== MATERIAL FOR THE TASK ==

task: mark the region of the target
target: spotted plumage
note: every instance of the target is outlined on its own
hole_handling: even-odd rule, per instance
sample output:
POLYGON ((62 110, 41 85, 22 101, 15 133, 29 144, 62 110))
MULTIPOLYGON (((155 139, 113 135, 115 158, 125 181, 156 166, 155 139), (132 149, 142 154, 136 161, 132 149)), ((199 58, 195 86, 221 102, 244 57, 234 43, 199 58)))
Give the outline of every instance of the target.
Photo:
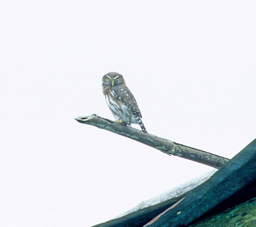
POLYGON ((131 124, 138 124, 142 131, 147 133, 136 100, 126 86, 122 75, 117 73, 104 75, 102 90, 108 106, 116 121, 128 126, 131 124))

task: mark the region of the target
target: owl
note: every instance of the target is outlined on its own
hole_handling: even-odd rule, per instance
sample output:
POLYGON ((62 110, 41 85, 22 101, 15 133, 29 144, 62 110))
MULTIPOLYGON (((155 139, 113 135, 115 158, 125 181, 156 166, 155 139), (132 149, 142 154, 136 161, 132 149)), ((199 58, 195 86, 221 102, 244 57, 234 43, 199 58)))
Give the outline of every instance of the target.
POLYGON ((142 132, 147 134, 142 123, 142 116, 136 100, 125 84, 122 75, 109 73, 102 77, 102 91, 108 106, 116 122, 130 127, 138 124, 142 132))

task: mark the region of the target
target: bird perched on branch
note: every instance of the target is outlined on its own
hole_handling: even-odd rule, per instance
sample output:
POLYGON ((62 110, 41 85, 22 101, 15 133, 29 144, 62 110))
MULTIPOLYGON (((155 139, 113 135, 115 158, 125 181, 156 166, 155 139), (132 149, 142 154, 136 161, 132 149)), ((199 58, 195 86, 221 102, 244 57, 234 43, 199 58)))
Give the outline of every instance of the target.
POLYGON ((135 99, 126 86, 122 75, 117 73, 109 73, 104 75, 102 77, 102 90, 115 122, 129 127, 132 123, 138 124, 142 132, 147 134, 135 99))

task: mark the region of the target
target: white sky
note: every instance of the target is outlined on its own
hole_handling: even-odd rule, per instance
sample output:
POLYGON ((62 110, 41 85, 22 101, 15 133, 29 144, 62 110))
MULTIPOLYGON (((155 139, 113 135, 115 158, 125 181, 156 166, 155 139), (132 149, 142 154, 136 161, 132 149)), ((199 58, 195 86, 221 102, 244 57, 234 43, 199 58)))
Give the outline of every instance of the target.
POLYGON ((91 226, 212 169, 76 122, 113 119, 109 72, 150 133, 228 158, 255 138, 255 1, 1 5, 0 226, 91 226))

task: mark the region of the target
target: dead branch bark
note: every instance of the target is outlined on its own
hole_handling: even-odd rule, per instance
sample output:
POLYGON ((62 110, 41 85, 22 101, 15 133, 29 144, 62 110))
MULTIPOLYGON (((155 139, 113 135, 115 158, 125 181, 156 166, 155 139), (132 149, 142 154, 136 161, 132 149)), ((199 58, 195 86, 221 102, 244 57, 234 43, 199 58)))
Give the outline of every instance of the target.
POLYGON ((178 156, 213 168, 220 169, 229 160, 228 158, 179 144, 151 134, 144 134, 140 130, 116 123, 96 115, 80 116, 75 118, 75 120, 80 123, 96 126, 136 140, 169 155, 178 156))

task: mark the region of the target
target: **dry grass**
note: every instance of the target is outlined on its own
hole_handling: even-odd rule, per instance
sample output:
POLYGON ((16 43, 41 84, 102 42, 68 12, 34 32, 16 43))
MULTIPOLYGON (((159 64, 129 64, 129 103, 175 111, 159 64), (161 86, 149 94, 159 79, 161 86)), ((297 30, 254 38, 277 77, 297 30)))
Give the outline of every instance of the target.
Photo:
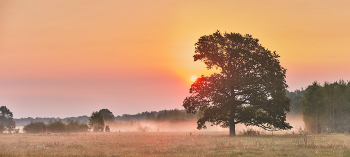
POLYGON ((350 156, 349 135, 0 134, 0 156, 350 156))

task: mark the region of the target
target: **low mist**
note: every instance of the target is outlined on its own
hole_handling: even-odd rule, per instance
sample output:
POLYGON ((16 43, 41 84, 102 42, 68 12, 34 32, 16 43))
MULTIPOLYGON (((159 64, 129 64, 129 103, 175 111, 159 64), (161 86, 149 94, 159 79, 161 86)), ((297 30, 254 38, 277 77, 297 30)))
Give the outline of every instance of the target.
MULTIPOLYGON (((291 130, 275 131, 275 133, 298 133, 304 130, 305 125, 302 116, 287 115, 287 123, 293 128, 291 130)), ((124 121, 124 122, 110 122, 109 125, 112 132, 227 132, 229 128, 222 128, 220 126, 212 125, 207 122, 206 129, 197 129, 196 120, 184 120, 184 121, 124 121)), ((236 133, 243 132, 247 129, 254 129, 260 132, 269 133, 257 126, 245 126, 244 124, 236 125, 236 133)))

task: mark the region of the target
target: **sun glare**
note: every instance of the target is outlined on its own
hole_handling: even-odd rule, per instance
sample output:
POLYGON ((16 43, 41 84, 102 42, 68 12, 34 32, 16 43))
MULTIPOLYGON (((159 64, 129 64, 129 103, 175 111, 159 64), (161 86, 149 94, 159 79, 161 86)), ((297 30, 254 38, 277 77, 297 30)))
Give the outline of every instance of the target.
POLYGON ((194 76, 194 75, 191 76, 191 81, 192 81, 192 82, 196 82, 196 80, 197 80, 197 76, 194 76))

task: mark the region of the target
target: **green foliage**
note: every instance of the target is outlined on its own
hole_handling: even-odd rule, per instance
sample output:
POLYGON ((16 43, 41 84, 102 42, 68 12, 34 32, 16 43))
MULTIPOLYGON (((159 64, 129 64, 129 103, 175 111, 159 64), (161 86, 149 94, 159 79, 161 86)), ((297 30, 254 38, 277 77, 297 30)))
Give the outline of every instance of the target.
POLYGON ((311 133, 350 132, 350 84, 343 80, 310 85, 302 99, 303 119, 311 133))
POLYGON ((287 97, 290 99, 290 114, 301 114, 302 106, 301 100, 304 96, 305 90, 295 90, 294 92, 290 92, 286 90, 287 97))
POLYGON ((146 120, 155 120, 155 119, 156 119, 156 116, 154 115, 153 112, 147 112, 146 120))
POLYGON ((106 125, 105 131, 106 132, 111 132, 111 128, 108 125, 106 125))
POLYGON ((31 122, 23 127, 25 133, 42 133, 43 127, 46 127, 44 122, 31 122))
POLYGON ((2 134, 5 131, 5 126, 3 124, 0 124, 0 134, 2 134))
POLYGON ((61 133, 67 131, 67 126, 61 120, 51 122, 47 125, 48 132, 61 133))
POLYGON ((253 128, 248 128, 247 130, 243 129, 242 135, 244 135, 244 136, 259 136, 260 131, 254 130, 253 128))
POLYGON ((68 120, 67 132, 87 132, 89 131, 89 126, 85 123, 80 123, 79 121, 68 120))
POLYGON ((0 124, 2 124, 10 133, 16 128, 12 112, 6 106, 0 107, 0 124))
POLYGON ((110 121, 110 122, 114 121, 114 115, 108 109, 101 109, 99 112, 102 114, 104 121, 106 121, 106 122, 107 121, 110 121))
POLYGON ((92 129, 94 132, 103 132, 105 123, 100 112, 92 112, 89 120, 90 129, 92 129))
POLYGON ((256 125, 264 129, 290 129, 286 123, 290 99, 286 96, 286 70, 279 55, 265 49, 251 35, 223 33, 202 36, 195 44, 194 61, 220 73, 201 76, 190 88, 183 106, 189 113, 203 111, 198 129, 205 122, 230 127, 256 125))

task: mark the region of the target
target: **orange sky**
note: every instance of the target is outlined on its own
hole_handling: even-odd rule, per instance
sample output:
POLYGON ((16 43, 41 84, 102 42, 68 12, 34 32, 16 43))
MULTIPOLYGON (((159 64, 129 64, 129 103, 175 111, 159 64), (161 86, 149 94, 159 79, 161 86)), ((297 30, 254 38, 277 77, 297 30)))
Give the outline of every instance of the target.
POLYGON ((0 105, 14 117, 182 109, 194 43, 251 34, 277 51, 289 90, 349 80, 348 1, 2 1, 0 105), (69 109, 67 109, 69 108, 69 109))

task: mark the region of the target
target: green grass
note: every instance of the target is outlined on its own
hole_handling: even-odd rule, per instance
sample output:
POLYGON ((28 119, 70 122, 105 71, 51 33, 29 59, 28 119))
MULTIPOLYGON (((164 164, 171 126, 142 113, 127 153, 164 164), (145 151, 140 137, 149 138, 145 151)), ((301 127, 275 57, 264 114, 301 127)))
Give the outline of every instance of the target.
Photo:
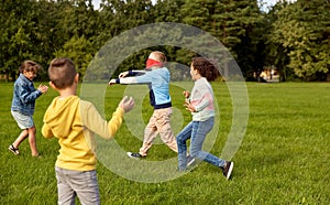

===

List every line of the rows above that contains the word "branch".

◆ **OUTPUT OF THE EXERCISE**:
target: bird perched on branch
target: dead branch bark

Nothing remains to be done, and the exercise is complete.